▸ **INSTRUCTION**: Quote each record exactly, please, leaving none out.

(Dataset rows)
◇ ◇ ◇ ◇ ◇ ◇ ◇

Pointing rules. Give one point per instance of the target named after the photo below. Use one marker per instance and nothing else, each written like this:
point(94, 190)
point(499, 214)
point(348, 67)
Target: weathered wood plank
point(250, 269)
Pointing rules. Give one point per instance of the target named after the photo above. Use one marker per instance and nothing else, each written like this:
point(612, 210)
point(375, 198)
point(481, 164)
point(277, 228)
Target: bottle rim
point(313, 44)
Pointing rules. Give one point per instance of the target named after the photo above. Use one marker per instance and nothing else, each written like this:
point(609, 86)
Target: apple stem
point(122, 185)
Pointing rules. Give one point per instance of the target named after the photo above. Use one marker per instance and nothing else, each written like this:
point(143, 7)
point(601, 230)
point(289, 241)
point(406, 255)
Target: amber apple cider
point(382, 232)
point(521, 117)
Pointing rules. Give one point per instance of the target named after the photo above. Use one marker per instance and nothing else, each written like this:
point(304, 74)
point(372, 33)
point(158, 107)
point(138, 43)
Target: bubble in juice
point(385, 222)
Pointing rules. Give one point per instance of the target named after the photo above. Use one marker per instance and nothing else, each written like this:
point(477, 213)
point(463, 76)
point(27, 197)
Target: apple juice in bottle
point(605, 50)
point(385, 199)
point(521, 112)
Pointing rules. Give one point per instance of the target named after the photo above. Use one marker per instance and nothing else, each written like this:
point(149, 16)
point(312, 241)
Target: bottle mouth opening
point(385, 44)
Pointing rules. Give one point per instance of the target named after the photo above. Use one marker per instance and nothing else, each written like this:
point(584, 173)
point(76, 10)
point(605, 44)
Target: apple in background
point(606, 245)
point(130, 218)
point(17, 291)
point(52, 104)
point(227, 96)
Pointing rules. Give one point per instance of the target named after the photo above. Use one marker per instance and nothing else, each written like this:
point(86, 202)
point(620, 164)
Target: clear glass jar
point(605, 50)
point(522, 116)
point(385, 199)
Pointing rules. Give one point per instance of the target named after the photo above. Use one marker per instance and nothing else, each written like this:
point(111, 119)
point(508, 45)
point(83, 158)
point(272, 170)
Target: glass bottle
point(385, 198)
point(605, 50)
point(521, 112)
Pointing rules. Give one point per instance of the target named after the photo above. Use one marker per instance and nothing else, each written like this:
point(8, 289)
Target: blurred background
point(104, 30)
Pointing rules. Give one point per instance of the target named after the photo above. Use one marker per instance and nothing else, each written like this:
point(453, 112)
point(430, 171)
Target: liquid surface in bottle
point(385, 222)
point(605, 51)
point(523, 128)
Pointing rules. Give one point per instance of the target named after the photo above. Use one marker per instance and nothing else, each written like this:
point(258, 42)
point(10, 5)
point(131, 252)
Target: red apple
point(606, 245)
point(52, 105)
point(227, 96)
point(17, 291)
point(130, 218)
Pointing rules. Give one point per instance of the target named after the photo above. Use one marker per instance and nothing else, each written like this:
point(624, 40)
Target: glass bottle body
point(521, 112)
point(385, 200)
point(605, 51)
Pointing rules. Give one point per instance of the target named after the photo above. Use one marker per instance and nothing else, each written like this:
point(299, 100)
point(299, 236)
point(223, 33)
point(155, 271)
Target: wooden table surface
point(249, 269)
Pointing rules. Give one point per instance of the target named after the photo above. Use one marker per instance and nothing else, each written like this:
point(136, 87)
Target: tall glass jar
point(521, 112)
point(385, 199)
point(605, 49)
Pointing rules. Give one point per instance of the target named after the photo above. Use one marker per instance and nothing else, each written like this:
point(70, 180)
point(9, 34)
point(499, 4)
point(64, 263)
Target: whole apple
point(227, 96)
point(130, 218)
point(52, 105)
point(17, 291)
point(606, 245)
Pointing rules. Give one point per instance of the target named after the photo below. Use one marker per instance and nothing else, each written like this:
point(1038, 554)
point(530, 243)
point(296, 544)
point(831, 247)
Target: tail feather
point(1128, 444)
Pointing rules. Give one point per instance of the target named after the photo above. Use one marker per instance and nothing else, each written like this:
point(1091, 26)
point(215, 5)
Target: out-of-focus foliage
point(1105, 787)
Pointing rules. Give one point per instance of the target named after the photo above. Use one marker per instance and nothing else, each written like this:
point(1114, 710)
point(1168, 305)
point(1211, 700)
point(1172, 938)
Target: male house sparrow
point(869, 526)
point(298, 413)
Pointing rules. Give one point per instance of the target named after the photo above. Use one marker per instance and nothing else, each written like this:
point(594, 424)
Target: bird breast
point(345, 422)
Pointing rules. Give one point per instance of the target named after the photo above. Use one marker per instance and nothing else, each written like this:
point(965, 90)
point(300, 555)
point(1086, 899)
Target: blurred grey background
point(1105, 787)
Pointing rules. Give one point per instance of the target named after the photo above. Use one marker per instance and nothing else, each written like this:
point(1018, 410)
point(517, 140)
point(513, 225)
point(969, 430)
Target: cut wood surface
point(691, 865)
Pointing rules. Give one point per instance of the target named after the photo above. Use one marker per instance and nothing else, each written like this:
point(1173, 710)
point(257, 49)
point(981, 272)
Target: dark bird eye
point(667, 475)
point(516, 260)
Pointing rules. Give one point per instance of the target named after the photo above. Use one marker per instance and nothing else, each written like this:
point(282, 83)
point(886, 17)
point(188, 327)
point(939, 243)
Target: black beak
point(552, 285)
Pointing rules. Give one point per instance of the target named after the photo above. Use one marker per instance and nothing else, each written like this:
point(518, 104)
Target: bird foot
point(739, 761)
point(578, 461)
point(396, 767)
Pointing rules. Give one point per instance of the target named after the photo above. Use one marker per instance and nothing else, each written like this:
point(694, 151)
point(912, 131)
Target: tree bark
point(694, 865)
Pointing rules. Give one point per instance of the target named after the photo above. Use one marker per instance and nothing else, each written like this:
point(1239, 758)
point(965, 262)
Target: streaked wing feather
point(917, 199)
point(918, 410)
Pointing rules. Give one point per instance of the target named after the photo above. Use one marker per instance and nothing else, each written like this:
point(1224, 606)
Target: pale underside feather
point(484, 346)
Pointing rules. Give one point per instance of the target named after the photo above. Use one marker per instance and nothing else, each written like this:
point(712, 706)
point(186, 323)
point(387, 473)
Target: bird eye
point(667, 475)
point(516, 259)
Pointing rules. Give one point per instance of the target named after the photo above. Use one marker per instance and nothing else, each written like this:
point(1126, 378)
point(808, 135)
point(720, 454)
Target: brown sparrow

◇ ◇ ◇ ◇ ◇ ◇ ◇

▸ **ANSWER FOR THIS EXERCISE**:
Pointing rules. Give one point per instance of the target named after the photo below. Use one marker per instance and nothing else, each written like this:
point(94, 190)
point(499, 214)
point(348, 67)
Target: weathered wood plank
point(250, 269)
Pointing rules. Give one point per instance of the target named after the photo above. Use one marker per instance and nothing else, each written like this:
point(612, 210)
point(375, 198)
point(481, 164)
point(277, 228)
Target: bottle rim
point(313, 44)
Pointing rules. Give one point per instance of the target named after the photo above. Use one marker per instance and nothing else, each written like this:
point(609, 86)
Target: apple stem
point(122, 185)
Pointing rules. Give one point per instance of the target named after the photo above. Use one marker per instance and nothing else, each written like this:
point(143, 7)
point(601, 230)
point(289, 241)
point(406, 255)
Target: amber apple cider
point(382, 232)
point(521, 117)
Pointing rules. Give one point per instance of the target named after the photo above. Use one marker per instance and nothing else, each written like this:
point(304, 74)
point(372, 33)
point(158, 107)
point(138, 43)
Target: bubble in juice
point(385, 222)
Pointing rules. Give one point per instance of the target named after the photo above. Use one marker per instance and nothing else, each written like this:
point(477, 213)
point(463, 76)
point(27, 197)
Target: apple juice in bottle
point(605, 50)
point(385, 199)
point(521, 112)
Pointing rules. Give one point per instance of the target named after the photo above. Use one marker per instance and nothing else, each written like this:
point(149, 16)
point(312, 241)
Target: bottle mouth opening
point(385, 44)
Pointing rules. Give one point per instance of the target named after the photo above. Use one marker per instance and nothing else, each written like this:
point(584, 173)
point(76, 10)
point(605, 44)
Target: apple in background
point(606, 245)
point(130, 218)
point(17, 291)
point(52, 104)
point(227, 96)
Pointing rules. Give one point per instance of the target named after the photo above. Use one marker per instance and nothing else, each written like this:
point(86, 202)
point(620, 164)
Target: clear glass jar
point(605, 50)
point(522, 116)
point(385, 199)
Pointing rules. Give one point per instance of the target named after the photo above. Use one marker per instance and nothing else, each written like this:
point(111, 119)
point(508, 45)
point(83, 158)
point(272, 170)
Target: glass bottle
point(385, 198)
point(605, 50)
point(521, 112)
Pointing rules. Give one point per instance of the target named after the photo above. Use one marker per instance and nothing else, each written like this:
point(8, 289)
Target: blurred background
point(104, 30)
Pointing rules. Give one point per instance of the target named after the photo above. Use one marker per instance and nothing else, each written like this:
point(453, 112)
point(430, 171)
Target: liquid surface in bottle
point(385, 222)
point(605, 51)
point(523, 128)
Pointing rules. Give one point per instance of the target named after the photo above. Use one marker per instance and nothing else, each written like this:
point(258, 42)
point(10, 5)
point(131, 252)
Target: red apple
point(606, 245)
point(52, 105)
point(227, 96)
point(17, 291)
point(130, 218)
Pointing rules. Give one point per instance of the target named after the photo above. Use one marker per instance and nothing else, each written like this:
point(624, 40)
Target: glass bottle body
point(521, 112)
point(385, 200)
point(605, 51)
Pointing rules. Give one point per instance of the target named after the photo above. Use one marker per instance and nothing else, each written like this:
point(299, 100)
point(299, 236)
point(223, 33)
point(155, 271)
Target: wooden table surface
point(249, 269)
Pointing rules. Give one point per instance of the target named after the photo above. Use one marker per instance and nothing else, each written like this:
point(136, 87)
Target: tall glass jar
point(521, 112)
point(385, 199)
point(605, 49)
Pointing rules. Give one point per instance of the target named after the photo above. Use one marker per instance and nothing else, each written like this:
point(70, 180)
point(9, 34)
point(499, 4)
point(64, 263)
Target: whole apple
point(227, 96)
point(130, 218)
point(52, 105)
point(17, 291)
point(606, 245)
Pointing rules. Give one point per instance of the target named after the photo below. Use one marker per instance and nothing else, each written like this:
point(1038, 554)
point(530, 243)
point(296, 544)
point(831, 247)
Target: tail feather
point(1128, 444)
Pointing rules. Give one point per instance of the target named after the photo above. Use one marker per instance and nothing else, each written like this:
point(1091, 26)
point(215, 5)
Target: out-of-focus foliage
point(1105, 787)
Pointing rules. Give one point per instance of the target named after the photo above. Use one marker per instance and nothing else, each written like this:
point(1114, 710)
point(1168, 305)
point(1211, 700)
point(1172, 938)
Target: male house sparrow
point(869, 526)
point(298, 413)
Pointing rules. Give one point per instance of the target named after the photo above. Use one marker per instance and nothing else, each written like this:
point(594, 424)
Target: bird breast
point(345, 422)
Pointing rules. Give one point per instance of the target named after the photo above. Use one marker per instance and nothing else, each written like this:
point(965, 90)
point(300, 555)
point(1086, 899)
Target: blurred grey background
point(1105, 787)
Pointing rules. Give one point per instance of the target named after the photo above. Use one marker per instance and nothing else, each written like this:
point(1018, 410)
point(517, 140)
point(513, 225)
point(969, 430)
Target: cut wood surface
point(691, 865)
Pointing rules. Give one point per instance of the target named after the photo above. Use one marker per instance and nothing else, each written like this:
point(1173, 710)
point(257, 49)
point(981, 272)
Target: dark bird eye
point(667, 475)
point(516, 260)
Pointing rules. Give one point per instance of the target named after the photo above. Use one marker per instance and nothing else, each written like this:
point(282, 83)
point(886, 17)
point(188, 327)
point(939, 243)
Target: black beak
point(552, 285)
Pointing rules. Give one point per instance of the target named after the photo above. Use one marker per instance and nothing else, each written like this:
point(518, 104)
Target: bird foot
point(739, 761)
point(578, 461)
point(396, 767)
Pointing rules. Give one point per instance of the target named after the photo above. Use one marker per instance and nothing else, each written like this:
point(694, 151)
point(912, 131)
Target: tree bark
point(694, 865)
Pointing rules. Give one point per instance of the target named after the photo above. Use one marker per instance and nothing else, each written like this:
point(1239, 758)
point(965, 262)
Target: streaked wing feather
point(917, 199)
point(918, 410)
Pointing rules. Give one point per instance of the target named after the photo above. Use one marker per instance and nothing else, each written like this:
point(1224, 606)
Target: pale underside feather
point(484, 346)
Pointing rules. Give one point per instance of the target named after the photo above. Use one marker per instance and nothing else, each written like this:
point(712, 706)
point(186, 323)
point(387, 473)
Target: bird eye
point(667, 475)
point(516, 259)
Pointing rules. Give one point per instance of the target named after the photo above. Use one marker per instance and nothing else, each written like this:
point(1126, 378)
point(808, 135)
point(720, 454)
Target: brown sparrow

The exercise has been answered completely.